Page extract »

________________

It should have been a classic: beautifully shot, with Oscar-winning prosthetic FX make-up by Rick Baker, and Benicio Del Toro and Anthony Hopkins in roles originally played by Lon Chaney Jr and Claude Raines. Sadly though, the well-documented production problems thoroughly did for The Wolfman, which is why Universal seem to be drawing a line under the whole sorry affair and starting again. The Werewolf** has just picked up a director in Louis Morneau.
The project did begin life as a straight-up** Wolfman** sequel, but Michael Tabb's script is now being reworked into a stand-alone movie. It took Universal a couple of attempts to nail a werewolf movie the first time around too: The Wolf Man was one of the later horror icons added to its pantheon in 1941, and itself ignored 1936's Werewolf of London (not to be confused with An American Werewolf in London, which has its own remake percolating).

________________

Instructions »
a) List every actor the werewolf film news item names.
b) Carry on the werewolf film news item from the point where it stops.

Source material »

________________

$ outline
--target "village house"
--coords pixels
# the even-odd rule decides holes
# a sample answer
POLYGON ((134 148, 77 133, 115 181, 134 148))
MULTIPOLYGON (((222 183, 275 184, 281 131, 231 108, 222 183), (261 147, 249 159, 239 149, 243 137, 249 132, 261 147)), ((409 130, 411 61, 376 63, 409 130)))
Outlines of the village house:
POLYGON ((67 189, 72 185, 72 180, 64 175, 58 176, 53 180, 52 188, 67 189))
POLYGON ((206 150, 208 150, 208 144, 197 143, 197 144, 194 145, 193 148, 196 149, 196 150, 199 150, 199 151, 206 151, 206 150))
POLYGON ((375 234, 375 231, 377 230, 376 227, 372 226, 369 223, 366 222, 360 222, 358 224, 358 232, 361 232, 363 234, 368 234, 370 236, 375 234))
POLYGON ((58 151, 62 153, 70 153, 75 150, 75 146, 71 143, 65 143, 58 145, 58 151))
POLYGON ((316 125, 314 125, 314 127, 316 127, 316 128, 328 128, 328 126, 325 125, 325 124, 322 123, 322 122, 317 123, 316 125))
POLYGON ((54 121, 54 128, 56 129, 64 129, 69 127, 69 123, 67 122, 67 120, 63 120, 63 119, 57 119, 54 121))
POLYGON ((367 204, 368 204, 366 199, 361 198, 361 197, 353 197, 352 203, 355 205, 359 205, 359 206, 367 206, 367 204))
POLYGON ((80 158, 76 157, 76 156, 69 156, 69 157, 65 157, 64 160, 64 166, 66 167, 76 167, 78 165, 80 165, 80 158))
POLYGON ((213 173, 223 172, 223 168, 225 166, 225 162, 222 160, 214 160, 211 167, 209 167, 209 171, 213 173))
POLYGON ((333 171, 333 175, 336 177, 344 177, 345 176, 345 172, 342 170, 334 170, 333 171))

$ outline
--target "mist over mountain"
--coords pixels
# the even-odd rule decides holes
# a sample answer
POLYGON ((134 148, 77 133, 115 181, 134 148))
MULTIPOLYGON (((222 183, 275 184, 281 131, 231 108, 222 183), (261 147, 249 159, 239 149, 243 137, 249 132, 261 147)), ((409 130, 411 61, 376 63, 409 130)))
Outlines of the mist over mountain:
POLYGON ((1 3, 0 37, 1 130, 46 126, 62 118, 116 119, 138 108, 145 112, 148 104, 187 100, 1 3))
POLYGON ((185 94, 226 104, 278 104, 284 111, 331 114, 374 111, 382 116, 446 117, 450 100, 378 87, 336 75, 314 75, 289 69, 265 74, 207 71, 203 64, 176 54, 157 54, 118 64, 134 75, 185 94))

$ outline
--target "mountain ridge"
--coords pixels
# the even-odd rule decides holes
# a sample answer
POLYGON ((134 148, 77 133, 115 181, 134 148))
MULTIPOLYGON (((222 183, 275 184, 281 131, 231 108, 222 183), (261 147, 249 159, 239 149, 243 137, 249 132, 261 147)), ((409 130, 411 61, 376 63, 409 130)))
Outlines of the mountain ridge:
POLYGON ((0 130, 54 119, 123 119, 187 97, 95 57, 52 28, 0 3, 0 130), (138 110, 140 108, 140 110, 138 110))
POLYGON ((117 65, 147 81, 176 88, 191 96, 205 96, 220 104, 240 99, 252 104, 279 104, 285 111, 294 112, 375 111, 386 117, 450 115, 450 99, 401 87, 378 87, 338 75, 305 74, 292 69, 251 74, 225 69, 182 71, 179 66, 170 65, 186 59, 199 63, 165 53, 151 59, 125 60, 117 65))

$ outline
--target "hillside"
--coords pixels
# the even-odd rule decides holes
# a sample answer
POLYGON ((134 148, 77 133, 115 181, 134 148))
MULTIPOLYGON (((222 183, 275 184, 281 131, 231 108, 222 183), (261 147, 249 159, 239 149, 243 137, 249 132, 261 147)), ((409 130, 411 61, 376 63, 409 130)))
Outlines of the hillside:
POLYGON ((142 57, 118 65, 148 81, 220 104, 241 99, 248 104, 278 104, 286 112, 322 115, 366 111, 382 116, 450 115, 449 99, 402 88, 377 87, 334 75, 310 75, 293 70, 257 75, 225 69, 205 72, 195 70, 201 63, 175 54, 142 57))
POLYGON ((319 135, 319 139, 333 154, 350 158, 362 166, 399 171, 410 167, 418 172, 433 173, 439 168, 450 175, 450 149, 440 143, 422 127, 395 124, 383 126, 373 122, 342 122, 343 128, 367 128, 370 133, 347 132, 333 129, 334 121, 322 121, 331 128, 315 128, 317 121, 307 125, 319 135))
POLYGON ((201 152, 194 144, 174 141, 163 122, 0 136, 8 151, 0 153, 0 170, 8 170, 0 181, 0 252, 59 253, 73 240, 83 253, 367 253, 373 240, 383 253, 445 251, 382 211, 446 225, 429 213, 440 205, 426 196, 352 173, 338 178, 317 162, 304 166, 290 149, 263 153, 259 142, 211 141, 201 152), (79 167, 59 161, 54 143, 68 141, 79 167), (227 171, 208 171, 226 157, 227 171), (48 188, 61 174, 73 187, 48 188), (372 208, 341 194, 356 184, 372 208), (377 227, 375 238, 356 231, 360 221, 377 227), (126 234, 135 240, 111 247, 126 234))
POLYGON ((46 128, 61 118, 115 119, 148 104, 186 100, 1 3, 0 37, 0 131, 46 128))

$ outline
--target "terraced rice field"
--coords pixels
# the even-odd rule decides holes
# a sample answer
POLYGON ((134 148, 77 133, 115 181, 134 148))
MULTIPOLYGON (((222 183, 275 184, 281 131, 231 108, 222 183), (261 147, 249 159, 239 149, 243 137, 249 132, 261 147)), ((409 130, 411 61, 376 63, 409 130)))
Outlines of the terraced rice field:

________________

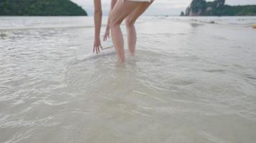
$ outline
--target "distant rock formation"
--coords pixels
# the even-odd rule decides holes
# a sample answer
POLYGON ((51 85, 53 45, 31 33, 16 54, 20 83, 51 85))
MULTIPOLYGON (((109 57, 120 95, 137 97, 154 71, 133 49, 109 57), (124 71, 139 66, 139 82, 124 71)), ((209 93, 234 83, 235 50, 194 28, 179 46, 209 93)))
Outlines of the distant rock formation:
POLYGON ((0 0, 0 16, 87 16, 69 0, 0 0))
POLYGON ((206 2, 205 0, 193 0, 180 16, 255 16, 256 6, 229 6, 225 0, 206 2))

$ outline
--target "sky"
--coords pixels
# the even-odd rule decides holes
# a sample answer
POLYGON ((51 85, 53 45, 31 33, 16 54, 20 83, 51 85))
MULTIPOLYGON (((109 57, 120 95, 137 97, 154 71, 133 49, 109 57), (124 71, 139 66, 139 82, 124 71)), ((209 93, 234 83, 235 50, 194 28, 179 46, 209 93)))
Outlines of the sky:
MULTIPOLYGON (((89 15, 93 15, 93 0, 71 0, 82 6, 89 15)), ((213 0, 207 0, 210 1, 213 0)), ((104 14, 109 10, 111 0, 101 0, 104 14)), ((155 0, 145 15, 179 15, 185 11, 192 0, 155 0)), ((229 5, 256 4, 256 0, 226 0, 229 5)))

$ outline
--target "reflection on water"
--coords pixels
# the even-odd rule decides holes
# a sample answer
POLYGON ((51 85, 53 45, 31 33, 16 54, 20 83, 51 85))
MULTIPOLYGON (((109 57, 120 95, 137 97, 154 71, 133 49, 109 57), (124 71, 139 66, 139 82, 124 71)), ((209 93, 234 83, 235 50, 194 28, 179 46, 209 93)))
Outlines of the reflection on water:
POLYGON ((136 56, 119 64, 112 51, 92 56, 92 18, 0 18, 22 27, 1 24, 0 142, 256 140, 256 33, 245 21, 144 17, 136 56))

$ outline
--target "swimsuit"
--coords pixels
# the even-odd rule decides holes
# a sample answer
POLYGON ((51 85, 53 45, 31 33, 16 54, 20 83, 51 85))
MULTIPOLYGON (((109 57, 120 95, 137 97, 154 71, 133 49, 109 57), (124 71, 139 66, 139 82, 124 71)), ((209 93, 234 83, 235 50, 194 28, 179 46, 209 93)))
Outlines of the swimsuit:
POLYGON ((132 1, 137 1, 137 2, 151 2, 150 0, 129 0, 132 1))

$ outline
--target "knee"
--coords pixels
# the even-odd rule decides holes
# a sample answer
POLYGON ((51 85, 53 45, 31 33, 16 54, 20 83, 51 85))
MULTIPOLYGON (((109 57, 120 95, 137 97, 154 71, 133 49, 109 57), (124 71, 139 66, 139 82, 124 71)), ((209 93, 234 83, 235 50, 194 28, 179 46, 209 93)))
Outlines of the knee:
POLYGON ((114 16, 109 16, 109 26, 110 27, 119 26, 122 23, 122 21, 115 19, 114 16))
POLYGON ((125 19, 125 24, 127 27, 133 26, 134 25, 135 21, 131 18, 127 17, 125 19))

________________

Answers by item number »
a) Benicio Del Toro, Anthony Hopkins, Lon Chaney Jr, Claude Raines

b)
The fact that this is coming together under Universal's Family and Home Entertainment division should probably provide a clue as to the nature of the latest project though, as might the director himself: a Roger Corman veteran whose previous works include Bats, The Hitcher 2, and Roadkill 2.
Yup, it looks like we're in the scary world of DTV, and that assumption is borne out by the speed at which the production's moving. Casting is getting underway imminently, with shooting pencilled in for the autumn.
The Wolfman follow-up we really want to see is the further adventures of Hugo Weaving's Inspector Aberline. Somebody get on that please.